任务要求
把下方链路追踪一文中从“通过部署 OpenTelemetry Operator,并创建”开始、一直到“2、手动在应用中集成 OpenTelemetry SDK(手动埋点)”为止的内容一字不差地抄写下来。

文档片段
链路追踪数据收集与导出

axing
2025-06-16 / 0 评论 / 1 阅读 / 正在检测是否收录...

链路追踪数据收集与导出

一、链路数据收集方案

在 Kubernetes 中部署应用进行链路追踪数据收集,常见有两种方案:

1、基于 Instrumentation Operator 的自动注入(自动埋点)
通过部署 OpenTelemetry Operator,并创建 Instrumentation 自定义资源(CRD),实现对应用容器的自动注入 SDK 或 Sidecar,从而无需修改应用代码即可采集追踪数据。适合需要快速接入、统一管理、降低改造成本的场景。
2、手动在应用中集成 OpenTelemetry SDK(手动埋点)
在应用程序代码中直接引入 OpenTelemetry SDK,手动埋点关键业务逻辑,控制 trace span 的粒度和内容,并将数据通过 OTLP(OpenTelemetry Protocol)协议导出到后端(如 OpenTelemetry Collector、Jaeger、Tempo 等)。适合需要精准控制追踪数据质量或已有自定义采集需求的场景。
接下来以Instrumentation Operator自动注入方式演示如何收集并处理数据。

二、部署测试应用

接下来我们部署一个HotROD 演示程序,它内置了OpenTelemetry SDK,我们只需要配置 opentelemetry 接收地址既可,具体可参考文档:

https://github.com/jaegertracing/jaeger/tree/main/examples/hotrod
apiVersion: apps/v1
kind: Deployment
metadata:
  name: go-demo
spec:
  selector:
    matchLabels:
      app: go-demo
  template:
    metadata:
      labels:
        app: go-demo
    spec:
      containers:
      - name: go-demo
        image: jaegertracing/example-hotrod:latest
        imagePullPolicy: IfNotPresent
        resources:
          limits:
            memory: "500Mi"
            cpu: "200m"
        ports:
        - containerPort: 8080
        env:
          - name: OTEL_EXPORTER_OTLP_ENDPOINT # opentelemetry服务地址
            value: http://center-collector.opentelemetry.svc:4318
---
apiVersion: v1
kind: Service
metadata:
  name: go-demo
spec:
  selector:
    app: go-demo
  ports:
  - port: 8080
    targetPort: 8080
---
apiVersion: traefik.io/v1alpha1
kind: IngressRoute
metadata:
  name: go-demo
spec:
  entryPoints:
  - web
  routes:
  - match: Host(`go-demo.cuiliangblog.cn`)
    kind: Rule
    services:
      - name: go-demo
        port: 8080

接下来浏览器添加 hosts 解析后访问测试
mby13p1h.png

三、Jaeger方案
3.1Jaeger介绍
Jaeger 是Uber公司研发,后来贡献给CNCF的一个分布式链路追踪软件,主要用于微服务链路追踪。它优点是性能高(能处理大量追踪数据)、部署灵活(支持单节点和分布式部署)、集成方便(兼容 OpenTelemetry),并且可视化能力强,可以快速定位性能瓶颈和故障。

原始材料

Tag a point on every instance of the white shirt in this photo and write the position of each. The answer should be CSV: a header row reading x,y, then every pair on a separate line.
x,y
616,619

解答
通过部署 OpenTelemetry Operator,并创建 Instrumentation 自定义资源(CRD),实现对应用容器的自动注入 SDK 或 Sidecar,从而无需修改应用代码即可采集追踪数据。适合需要快速接入、统一管理、降低改造成本的场景。
2、手动在应用中集成 OpenTelemetry SDK(手动埋点)